Written problem:
Copy out the listing lines below verbatim, starting at the line containing "forested hillside in the photo above." and ending at the line containing "(1075, 447)", with both of those lines included.

○ ○ ○ ○ ○

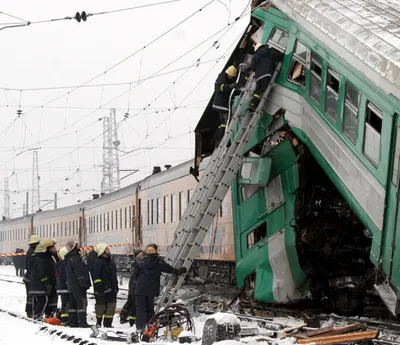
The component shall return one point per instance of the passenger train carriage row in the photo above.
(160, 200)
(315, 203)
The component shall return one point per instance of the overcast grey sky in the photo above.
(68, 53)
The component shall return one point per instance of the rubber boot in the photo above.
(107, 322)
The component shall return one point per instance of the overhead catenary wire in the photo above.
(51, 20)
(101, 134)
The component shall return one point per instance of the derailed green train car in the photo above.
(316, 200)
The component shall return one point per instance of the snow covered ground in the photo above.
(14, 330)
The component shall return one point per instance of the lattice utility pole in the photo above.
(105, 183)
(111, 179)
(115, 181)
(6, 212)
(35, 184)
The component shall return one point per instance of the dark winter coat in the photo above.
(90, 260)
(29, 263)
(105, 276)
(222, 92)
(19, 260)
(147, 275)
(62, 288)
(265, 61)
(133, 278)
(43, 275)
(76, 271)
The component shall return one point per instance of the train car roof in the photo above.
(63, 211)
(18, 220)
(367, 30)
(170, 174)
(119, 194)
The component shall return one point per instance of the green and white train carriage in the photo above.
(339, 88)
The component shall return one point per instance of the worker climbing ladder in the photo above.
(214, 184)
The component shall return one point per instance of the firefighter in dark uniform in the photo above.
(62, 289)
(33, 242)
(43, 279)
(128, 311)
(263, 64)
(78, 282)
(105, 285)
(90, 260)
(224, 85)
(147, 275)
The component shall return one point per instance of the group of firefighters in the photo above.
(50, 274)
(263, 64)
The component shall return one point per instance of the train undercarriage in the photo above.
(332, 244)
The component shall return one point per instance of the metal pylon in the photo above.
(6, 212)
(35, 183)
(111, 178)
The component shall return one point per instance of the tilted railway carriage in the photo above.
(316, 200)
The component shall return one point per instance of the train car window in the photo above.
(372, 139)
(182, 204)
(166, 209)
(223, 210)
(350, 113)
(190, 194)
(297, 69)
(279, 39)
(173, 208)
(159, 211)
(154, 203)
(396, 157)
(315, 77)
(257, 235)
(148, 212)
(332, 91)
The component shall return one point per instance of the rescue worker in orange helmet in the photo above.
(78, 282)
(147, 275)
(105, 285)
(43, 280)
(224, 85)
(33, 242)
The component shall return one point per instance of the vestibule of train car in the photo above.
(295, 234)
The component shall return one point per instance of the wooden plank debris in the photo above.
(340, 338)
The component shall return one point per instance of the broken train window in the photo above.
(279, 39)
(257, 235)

○ ○ ○ ○ ○

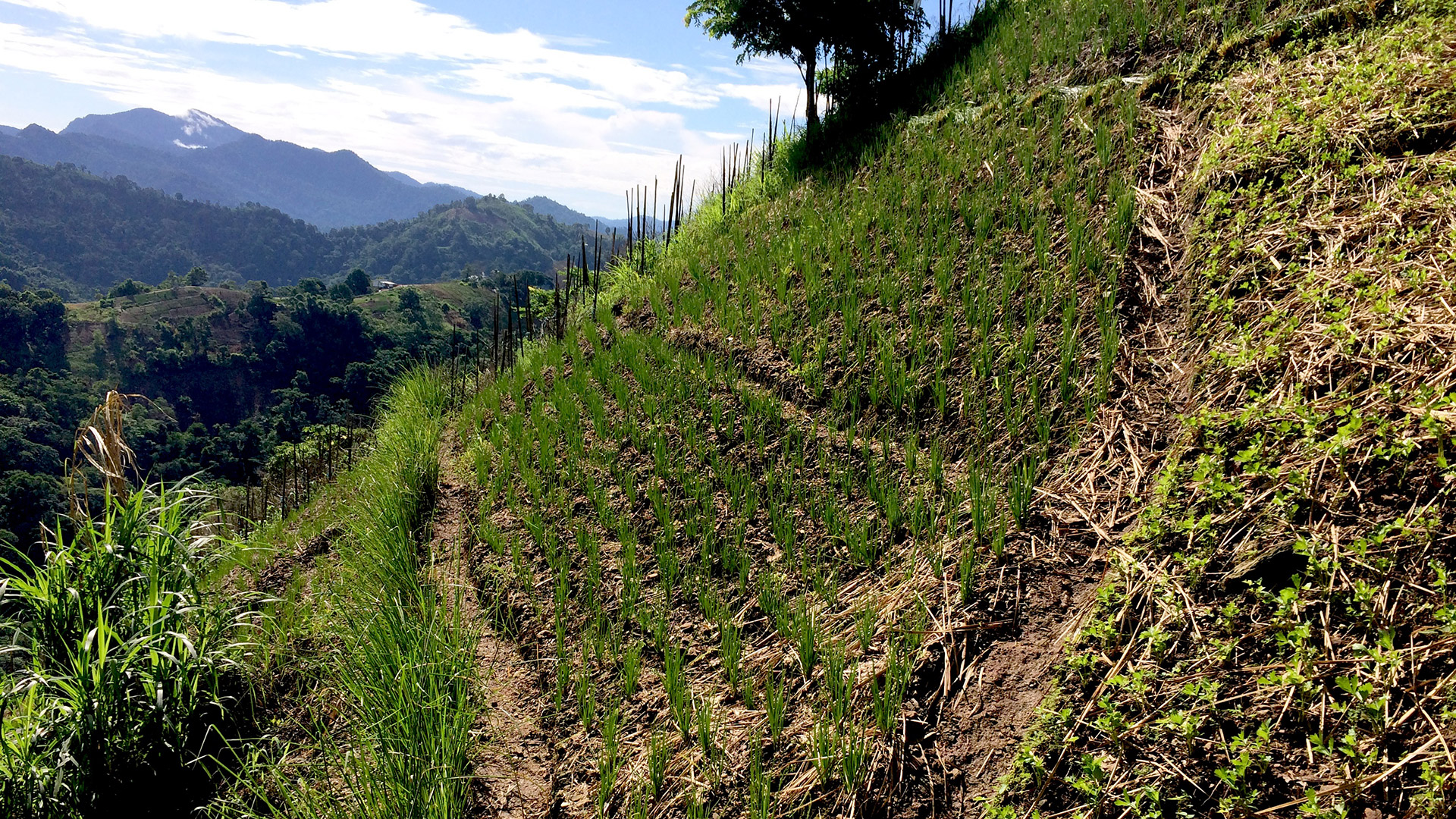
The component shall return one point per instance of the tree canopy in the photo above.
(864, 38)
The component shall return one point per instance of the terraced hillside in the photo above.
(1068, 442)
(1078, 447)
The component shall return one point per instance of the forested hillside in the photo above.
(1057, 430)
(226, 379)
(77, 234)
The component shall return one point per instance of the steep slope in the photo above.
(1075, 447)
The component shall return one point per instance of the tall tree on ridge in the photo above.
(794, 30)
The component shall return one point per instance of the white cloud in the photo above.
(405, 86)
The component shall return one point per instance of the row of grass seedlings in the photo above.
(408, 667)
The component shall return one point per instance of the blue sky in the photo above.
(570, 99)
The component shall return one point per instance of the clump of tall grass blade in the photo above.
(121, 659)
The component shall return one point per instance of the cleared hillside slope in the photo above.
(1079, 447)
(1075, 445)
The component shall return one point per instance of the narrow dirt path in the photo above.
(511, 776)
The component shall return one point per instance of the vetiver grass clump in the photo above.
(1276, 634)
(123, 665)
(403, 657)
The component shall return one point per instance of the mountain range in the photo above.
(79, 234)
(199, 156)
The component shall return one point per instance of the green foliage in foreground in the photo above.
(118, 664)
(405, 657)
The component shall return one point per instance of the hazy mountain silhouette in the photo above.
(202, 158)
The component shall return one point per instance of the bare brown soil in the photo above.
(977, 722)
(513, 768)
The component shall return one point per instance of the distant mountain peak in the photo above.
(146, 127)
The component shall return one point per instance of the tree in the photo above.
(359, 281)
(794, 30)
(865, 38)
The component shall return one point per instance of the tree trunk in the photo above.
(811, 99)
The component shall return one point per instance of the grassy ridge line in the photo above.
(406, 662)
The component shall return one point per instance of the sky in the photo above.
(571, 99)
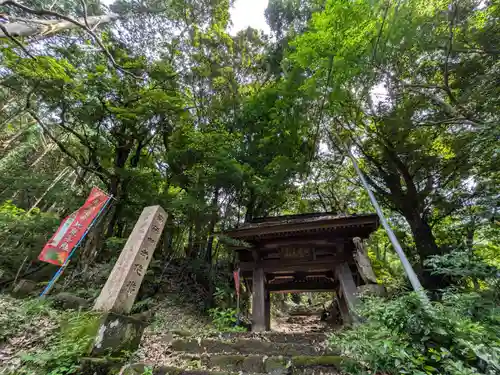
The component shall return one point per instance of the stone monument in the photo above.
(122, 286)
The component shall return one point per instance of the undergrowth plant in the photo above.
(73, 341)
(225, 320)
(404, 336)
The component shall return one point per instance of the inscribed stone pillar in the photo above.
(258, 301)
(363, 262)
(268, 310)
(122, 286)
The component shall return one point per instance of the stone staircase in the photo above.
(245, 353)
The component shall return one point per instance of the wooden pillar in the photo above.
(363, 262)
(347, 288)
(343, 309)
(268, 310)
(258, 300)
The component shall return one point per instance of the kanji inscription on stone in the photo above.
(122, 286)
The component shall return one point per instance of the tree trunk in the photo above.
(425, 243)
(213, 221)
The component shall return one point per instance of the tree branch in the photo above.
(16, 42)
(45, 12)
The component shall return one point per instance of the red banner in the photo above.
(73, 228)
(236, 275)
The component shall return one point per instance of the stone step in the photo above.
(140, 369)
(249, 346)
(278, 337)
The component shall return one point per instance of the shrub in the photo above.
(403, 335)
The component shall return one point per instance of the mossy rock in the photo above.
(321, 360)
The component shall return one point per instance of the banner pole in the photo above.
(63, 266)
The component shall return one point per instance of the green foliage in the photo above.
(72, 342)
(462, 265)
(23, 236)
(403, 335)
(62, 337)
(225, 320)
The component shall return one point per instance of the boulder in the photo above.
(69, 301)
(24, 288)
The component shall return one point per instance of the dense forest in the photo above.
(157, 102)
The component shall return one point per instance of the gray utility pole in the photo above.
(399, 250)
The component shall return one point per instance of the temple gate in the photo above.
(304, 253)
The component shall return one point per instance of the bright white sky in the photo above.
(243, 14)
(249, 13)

○ ○ ○ ○ ○

Task answer:
The component shall return one point per instance of the forested hillside in the photo above.
(1057, 430)
(226, 379)
(77, 234)
The component shall return one point per instance of the steep slope in the photo above.
(1075, 447)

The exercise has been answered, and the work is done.